Sunday, July 28
Claimants Urged to Sign Waviers
"Historically, the U.S. Department of Energy (DOE) denied atomic weapons' plant workers were sickened by the nuclear production process. In 2002, the U.S. Department of Labor (DOL) is still denying sick and dying nuclear worker's meritorious illness claims." These lines are the first in a Wednesday press release from the National Nuclear Workers for Justice (NNWJ) on "The Rise and Collapse of the Deficient 'Energy Employees' Occupational Illness and Compensation Program Act (EEOICPA) of 2000.'"
NNWJ strongly comes against the EEOICPA - a program awarding $150,000 in compensation to sick nuclear workers and their family members - stating that when it was first created in 2000, the government was to take the blame for nationwide illness, but the DOL now "forces claimants, who are threatened with denial of their claims for perceived non-compliance, to assume all 'burden of proof' responsibility."
Vina Colley, a former electrician at the Portsmouth Gaseous Diffusion Plant, in Piketon, contributed to the release, which gives the two-year history of the compensation program and lists many problems existing between administrator DOL and energy workers fighting for remuneration.
"We would like to have the opportunity to broaden the qualifying sections of the EEOICPA to help the 'veterans' who the President declared were 'courageous' American heroes," said Colley, who claims to suffer from a destroyed immune system and other respiratory problems due to radiation and chemical exposure at the plant. These illnesses are not currently covered under the program. She has filed her share of claims through the EEOICPA, which covers only work-related cancers. Consequently, she has been denied twice. The former Portsmouth worker was recently urged by DOL to sign a form waiving all rights to compensation, but refused to do so. Colley and others are warning current and former workers not to sign the waiver.

* **Required work**:
1/ Decide whether each statement agrees with the article on nuclear workers' compensation claims, answering yes or no and quoting the words of the article that settle it.
(a) The EEOICPA awards $150,000 in compensation to sick nuclear workers and their family members.
(b) Vina Colley signed the form the DOL urged her to sign.
(c) The program covers the immune and respiratory illnesses Colley describes.
2/ Carry the article on nuclear workers' compensation claims further, beginning after its last sentence.
The records have nothing to do with the article.

Dataset excerpts:
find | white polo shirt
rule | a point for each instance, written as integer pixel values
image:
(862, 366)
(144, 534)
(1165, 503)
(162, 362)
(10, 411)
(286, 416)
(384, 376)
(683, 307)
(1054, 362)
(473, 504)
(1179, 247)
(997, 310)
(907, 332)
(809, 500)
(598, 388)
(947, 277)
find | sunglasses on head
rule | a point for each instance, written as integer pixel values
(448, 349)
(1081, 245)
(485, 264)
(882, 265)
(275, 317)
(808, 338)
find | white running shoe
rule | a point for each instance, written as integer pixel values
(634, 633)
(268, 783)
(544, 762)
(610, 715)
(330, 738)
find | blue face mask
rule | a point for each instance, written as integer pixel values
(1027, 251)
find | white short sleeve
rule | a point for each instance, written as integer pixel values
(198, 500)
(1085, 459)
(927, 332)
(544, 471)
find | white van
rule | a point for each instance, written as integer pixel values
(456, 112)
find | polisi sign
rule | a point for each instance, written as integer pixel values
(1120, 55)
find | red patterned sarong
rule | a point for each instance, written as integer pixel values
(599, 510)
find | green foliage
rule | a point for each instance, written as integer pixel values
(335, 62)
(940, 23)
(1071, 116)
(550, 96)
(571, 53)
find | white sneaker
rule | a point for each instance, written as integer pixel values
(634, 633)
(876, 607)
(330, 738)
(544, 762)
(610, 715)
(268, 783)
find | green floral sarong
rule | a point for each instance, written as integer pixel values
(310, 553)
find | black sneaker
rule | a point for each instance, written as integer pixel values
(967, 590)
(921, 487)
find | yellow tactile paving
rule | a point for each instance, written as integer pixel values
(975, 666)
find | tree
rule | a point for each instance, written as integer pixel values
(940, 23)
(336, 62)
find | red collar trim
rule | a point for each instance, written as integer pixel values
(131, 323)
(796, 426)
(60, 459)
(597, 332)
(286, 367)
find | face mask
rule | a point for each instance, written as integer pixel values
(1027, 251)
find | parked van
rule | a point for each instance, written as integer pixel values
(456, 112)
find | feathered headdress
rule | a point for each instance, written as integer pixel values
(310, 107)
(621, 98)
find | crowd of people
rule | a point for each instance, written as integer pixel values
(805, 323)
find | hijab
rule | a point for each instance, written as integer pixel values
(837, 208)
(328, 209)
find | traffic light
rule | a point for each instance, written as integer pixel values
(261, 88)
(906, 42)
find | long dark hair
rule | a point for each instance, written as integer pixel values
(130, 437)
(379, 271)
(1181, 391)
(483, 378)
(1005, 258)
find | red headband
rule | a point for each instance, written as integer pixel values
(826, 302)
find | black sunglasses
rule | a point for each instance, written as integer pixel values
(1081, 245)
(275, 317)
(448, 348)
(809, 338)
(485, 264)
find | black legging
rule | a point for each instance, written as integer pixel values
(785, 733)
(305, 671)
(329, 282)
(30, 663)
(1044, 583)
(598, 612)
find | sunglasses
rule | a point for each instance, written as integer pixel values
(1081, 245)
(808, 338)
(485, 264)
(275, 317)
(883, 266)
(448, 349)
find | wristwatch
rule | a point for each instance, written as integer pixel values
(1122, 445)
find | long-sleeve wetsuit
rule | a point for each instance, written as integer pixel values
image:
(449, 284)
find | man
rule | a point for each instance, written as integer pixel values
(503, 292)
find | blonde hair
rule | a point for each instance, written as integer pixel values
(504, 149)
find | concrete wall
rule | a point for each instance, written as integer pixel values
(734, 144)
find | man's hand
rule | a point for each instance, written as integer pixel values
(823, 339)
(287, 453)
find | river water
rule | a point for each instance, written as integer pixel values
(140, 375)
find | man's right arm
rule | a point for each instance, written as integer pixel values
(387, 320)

* **Response list**:
1/
(a) Yes: "a program awarding $150,000 in compensation to sick nuclear workers and their family members"
(b) No: "urged by DOL to sign a form waiving all rights to compensation, but refused to do so"
(c) No: "These illnesses are not currently covered under the program."

2/
"I am aware that some claimants have signed the DOL 'gag order' waiver without being represented by counsel," she explained. "The claimants still do not understand why they were told they must sign this waiver to be able to proceed to another level of escalation." As a result of her refusal, the dismissal of Colley's claims was reversed, and a deposition has been scheduled for July 31 in Portsmouth at the DOE/DOL Resource Center. In order to testify, by law, she must have legal counsel. Since Colley has no attorney at this time, she is making no plans to attend. Unqualified adjudicators assigned by DOL have taken the role of "judge, jury and executioner" as to what claims will be accepted, according to Gai Oglesbee, an advocate for about 150 sick workers and a former employee of the Hanford nuclear site, in Washington state.
"These novice caseworkers don't even know where Hanford is," she said. "They don't even have any credentials." Thousands of Hanford workers are sick, but only one has been awarded compensation. Coverage of a greater spectrum of illnesses besides just cancer from beryllium disease, radiation or chronic silicosis is needed, many are saying. Oglesbee claims there is somewhat of an urgency by DOL adjudicators to handle claims by July 31, and that has caused some questions to be raised.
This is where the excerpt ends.